═══ Data for analysis ═══
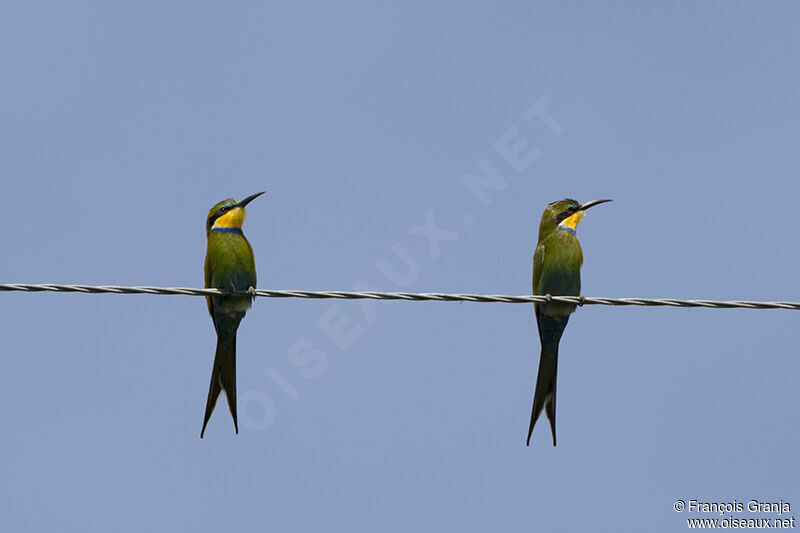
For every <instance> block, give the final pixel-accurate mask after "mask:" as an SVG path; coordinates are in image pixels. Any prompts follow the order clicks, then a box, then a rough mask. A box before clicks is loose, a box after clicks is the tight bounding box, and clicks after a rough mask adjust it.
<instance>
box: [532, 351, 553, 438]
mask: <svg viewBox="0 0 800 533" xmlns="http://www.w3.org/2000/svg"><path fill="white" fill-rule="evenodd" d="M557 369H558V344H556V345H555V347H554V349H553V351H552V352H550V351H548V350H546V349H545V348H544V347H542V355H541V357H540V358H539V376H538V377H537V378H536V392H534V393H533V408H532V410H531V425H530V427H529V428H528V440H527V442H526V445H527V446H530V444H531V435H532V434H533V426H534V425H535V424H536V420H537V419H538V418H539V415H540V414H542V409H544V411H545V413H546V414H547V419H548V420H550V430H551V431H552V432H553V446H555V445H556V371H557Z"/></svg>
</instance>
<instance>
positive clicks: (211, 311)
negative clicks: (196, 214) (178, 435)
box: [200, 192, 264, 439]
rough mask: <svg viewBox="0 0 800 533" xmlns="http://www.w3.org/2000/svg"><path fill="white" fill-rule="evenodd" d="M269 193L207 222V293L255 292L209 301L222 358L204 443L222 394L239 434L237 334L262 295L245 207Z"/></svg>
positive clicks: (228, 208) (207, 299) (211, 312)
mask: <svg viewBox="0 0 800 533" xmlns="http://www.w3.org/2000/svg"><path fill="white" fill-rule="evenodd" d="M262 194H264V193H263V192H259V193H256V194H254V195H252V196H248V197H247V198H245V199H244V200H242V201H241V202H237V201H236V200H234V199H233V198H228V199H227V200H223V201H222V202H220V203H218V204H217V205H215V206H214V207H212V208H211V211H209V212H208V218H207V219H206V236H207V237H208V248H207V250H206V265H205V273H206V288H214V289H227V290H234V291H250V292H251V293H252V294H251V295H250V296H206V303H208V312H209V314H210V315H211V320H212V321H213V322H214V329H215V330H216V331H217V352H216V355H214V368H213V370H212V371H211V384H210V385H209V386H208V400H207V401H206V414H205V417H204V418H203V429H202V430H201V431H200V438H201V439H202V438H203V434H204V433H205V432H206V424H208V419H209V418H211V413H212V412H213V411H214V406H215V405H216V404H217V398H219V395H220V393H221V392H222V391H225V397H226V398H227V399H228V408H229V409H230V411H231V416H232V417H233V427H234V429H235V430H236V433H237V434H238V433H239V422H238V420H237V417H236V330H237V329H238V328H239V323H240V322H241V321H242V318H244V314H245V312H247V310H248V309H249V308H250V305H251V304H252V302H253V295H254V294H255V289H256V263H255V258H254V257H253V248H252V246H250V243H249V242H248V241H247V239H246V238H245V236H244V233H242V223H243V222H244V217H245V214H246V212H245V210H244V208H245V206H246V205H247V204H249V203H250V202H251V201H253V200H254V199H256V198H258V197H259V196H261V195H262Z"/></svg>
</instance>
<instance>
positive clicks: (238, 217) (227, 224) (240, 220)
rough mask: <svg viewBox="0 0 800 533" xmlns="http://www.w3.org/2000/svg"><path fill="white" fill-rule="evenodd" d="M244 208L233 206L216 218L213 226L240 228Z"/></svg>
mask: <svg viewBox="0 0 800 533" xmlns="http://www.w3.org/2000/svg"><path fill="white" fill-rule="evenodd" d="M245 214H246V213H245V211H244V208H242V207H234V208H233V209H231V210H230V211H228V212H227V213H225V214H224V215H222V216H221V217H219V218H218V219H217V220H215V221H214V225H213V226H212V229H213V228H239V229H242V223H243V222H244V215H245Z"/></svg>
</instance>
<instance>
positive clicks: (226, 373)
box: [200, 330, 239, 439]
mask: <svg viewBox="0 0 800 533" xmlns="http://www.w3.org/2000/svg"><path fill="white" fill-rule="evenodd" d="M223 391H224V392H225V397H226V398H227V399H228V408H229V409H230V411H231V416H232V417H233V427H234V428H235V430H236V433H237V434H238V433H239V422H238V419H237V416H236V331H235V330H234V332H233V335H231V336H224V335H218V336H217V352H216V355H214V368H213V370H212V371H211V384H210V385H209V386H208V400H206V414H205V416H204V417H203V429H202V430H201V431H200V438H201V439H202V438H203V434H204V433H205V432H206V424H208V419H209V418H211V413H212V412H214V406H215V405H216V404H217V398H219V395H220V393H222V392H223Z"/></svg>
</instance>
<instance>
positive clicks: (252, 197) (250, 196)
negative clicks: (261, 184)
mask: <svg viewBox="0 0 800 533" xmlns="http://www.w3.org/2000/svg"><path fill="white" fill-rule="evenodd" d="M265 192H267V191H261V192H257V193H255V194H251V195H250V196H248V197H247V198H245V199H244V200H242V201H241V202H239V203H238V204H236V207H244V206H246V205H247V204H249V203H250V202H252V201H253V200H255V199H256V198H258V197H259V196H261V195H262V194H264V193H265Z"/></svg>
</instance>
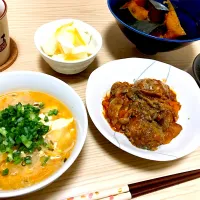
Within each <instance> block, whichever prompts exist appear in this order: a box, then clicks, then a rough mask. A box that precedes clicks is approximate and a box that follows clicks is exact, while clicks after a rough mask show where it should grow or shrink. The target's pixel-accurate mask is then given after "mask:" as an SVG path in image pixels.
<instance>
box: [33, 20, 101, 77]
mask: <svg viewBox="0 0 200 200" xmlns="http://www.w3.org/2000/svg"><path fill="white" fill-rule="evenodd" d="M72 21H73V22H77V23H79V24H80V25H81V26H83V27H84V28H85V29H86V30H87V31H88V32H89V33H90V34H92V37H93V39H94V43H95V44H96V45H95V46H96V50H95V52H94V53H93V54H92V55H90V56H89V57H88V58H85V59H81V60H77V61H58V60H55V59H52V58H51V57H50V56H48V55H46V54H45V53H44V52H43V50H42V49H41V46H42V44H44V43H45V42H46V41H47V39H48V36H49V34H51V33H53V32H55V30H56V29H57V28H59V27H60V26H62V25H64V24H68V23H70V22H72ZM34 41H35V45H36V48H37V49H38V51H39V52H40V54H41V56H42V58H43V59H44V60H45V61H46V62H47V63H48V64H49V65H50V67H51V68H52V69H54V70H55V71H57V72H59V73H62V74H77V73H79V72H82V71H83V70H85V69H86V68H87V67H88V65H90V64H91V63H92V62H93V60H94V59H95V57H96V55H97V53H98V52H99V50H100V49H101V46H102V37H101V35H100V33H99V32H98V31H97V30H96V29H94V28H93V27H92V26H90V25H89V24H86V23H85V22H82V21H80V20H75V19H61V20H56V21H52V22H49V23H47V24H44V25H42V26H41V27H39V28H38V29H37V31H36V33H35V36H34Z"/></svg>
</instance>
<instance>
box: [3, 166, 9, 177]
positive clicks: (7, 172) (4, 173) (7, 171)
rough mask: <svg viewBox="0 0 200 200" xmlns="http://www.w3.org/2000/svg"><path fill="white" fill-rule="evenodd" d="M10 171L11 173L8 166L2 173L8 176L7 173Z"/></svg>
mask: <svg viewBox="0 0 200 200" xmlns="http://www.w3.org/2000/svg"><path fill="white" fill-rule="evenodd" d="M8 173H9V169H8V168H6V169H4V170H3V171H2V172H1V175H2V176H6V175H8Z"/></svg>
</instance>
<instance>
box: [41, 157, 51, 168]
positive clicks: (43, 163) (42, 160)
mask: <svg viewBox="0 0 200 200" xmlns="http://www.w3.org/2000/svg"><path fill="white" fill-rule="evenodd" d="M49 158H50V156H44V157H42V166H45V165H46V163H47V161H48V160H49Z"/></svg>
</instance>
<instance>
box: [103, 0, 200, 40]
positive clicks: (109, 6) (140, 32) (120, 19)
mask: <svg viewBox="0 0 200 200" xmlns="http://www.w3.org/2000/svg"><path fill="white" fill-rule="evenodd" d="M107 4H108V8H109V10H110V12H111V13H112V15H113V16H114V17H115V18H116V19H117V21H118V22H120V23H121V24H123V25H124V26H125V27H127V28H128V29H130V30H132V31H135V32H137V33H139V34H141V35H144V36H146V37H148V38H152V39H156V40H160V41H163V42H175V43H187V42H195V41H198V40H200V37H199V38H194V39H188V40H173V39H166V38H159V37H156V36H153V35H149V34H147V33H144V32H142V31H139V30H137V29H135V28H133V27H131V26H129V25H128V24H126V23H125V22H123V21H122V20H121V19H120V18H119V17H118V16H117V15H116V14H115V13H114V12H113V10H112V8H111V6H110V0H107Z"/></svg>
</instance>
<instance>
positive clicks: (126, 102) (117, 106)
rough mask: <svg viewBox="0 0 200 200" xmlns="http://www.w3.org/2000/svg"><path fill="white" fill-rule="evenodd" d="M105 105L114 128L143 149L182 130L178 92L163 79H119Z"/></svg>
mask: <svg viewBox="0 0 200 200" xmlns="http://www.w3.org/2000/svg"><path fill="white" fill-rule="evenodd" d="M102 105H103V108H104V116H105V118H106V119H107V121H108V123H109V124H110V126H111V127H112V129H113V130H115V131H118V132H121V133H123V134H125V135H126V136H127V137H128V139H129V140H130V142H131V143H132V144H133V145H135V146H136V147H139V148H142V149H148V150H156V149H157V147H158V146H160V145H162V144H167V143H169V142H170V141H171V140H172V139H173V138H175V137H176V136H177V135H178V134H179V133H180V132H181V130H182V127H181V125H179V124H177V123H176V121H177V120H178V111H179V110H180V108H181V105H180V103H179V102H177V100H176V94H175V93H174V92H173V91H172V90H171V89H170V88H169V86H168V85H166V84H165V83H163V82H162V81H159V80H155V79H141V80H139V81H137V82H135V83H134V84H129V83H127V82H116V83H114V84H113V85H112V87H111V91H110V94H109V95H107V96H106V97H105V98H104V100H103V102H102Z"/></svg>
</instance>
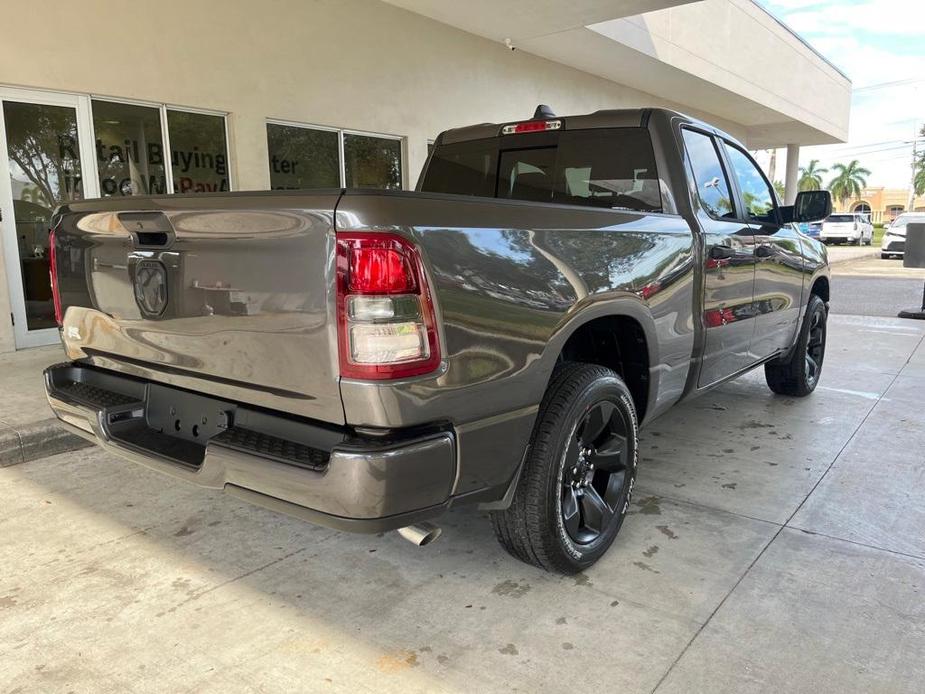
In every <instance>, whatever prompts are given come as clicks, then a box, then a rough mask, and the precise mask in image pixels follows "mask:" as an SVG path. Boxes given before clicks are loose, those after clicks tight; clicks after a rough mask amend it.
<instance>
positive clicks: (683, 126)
═══
Rewrite everything from the start of the rows down to the line containing "box: [532, 351, 553, 438]", with "pixel-accurate" replaced by "precise" and all else unchanged. Leave the pictures out of your answer.

For every <instance> block, give the final precise mask after "mask:" as an SVG path; coordinates are in image pixels. Any prompts follow the order clicks, then a box, then a rough mask. A box before clicks is loose, a box after clicks is the tight bounding box, and clicks after a rough mask adjust it.
<instance>
box: [532, 351, 553, 438]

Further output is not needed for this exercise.